● **Work instructions**
Write out the records below again, substituting "study" for every "examine" and keeping everything else the same. Leave the pictures out.

[Recorded data]
***

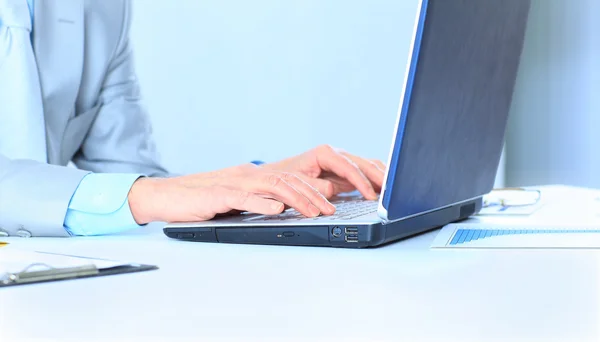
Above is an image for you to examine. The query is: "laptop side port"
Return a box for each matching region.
[344,234,358,242]
[344,227,358,234]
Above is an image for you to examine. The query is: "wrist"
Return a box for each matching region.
[127,177,162,225]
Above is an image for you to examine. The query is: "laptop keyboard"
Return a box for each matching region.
[244,199,378,221]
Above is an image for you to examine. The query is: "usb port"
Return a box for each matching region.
[344,235,358,242]
[344,227,358,234]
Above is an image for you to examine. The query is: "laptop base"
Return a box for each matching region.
[163,197,482,248]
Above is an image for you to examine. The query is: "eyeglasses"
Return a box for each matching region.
[483,188,542,208]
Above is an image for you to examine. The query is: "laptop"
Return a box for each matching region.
[164,0,531,248]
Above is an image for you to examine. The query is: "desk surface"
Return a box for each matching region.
[0,188,600,342]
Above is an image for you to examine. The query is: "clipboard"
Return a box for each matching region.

***

● **Final answer**
Above is an image for you to study. The query is: "laptop side port"
Return a box for each matching region.
[344,234,358,242]
[344,227,358,234]
Above is an image for you to study. The query is: "wrist"
Return a box for each matching region.
[127,177,162,225]
Above is an image for you to study. The query is: "laptop keyboard"
Return a box for each matching region.
[244,199,378,221]
Above is an image for you to study. The query is: "usb port"
Return a box for each matching region.
[344,235,358,242]
[344,227,358,234]
Above is an image for you to study. The query is: "laptop base"
Return a box for each matching region.
[163,197,482,248]
Above is an image for you to study. The query is: "eyeglasses"
Return a box for each matching region.
[483,188,542,208]
Above is an image for you to study. The query is: "laptop"
Return a box for each matching region.
[164,0,531,248]
Above is an image for you to study. The query is: "desk surface"
Return a box for each matching region.
[0,188,600,342]
Above is an image for you to study. The query is: "clipboard"
Return a box for each matching region.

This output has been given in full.